[Data entries]
# # #
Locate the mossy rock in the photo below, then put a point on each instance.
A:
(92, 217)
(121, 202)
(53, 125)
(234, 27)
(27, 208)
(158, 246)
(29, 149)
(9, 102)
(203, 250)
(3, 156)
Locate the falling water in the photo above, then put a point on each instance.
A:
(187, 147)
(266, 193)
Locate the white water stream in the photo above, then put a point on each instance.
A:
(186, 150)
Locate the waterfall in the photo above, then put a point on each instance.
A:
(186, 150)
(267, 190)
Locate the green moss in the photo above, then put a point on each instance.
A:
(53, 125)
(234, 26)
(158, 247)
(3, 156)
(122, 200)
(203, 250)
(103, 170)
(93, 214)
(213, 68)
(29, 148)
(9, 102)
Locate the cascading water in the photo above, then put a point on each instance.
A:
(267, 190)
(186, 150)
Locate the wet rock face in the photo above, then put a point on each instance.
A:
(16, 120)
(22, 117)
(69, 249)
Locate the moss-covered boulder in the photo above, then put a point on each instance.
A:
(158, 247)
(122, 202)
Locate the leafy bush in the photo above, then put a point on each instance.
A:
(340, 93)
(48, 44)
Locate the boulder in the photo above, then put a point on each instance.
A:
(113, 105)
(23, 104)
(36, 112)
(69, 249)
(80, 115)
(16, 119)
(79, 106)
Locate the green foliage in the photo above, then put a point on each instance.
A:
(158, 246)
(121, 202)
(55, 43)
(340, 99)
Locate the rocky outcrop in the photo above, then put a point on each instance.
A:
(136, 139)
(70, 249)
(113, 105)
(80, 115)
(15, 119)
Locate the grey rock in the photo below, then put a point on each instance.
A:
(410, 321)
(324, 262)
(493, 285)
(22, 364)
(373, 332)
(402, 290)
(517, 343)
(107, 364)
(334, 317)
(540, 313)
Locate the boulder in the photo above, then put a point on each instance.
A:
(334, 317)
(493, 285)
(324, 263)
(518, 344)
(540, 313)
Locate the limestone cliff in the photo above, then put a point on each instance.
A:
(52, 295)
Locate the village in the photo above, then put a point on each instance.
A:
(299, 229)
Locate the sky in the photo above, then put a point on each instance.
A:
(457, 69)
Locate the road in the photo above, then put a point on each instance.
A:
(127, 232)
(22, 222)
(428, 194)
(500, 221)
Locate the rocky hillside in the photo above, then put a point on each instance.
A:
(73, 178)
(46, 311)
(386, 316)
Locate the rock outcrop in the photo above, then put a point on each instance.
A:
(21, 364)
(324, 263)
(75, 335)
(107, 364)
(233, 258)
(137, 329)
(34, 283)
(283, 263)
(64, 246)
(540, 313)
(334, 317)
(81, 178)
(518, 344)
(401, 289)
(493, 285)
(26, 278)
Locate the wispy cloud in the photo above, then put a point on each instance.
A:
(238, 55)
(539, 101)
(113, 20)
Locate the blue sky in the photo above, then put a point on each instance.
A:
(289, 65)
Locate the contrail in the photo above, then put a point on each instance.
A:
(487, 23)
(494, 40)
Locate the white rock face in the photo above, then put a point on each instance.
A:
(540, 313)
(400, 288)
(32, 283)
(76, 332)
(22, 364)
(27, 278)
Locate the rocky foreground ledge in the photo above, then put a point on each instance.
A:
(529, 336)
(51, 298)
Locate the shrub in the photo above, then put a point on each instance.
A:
# # #
_Task brief_
The number of lines in the records that include "face" is what is needed, with no other words.

_Response to this task_
2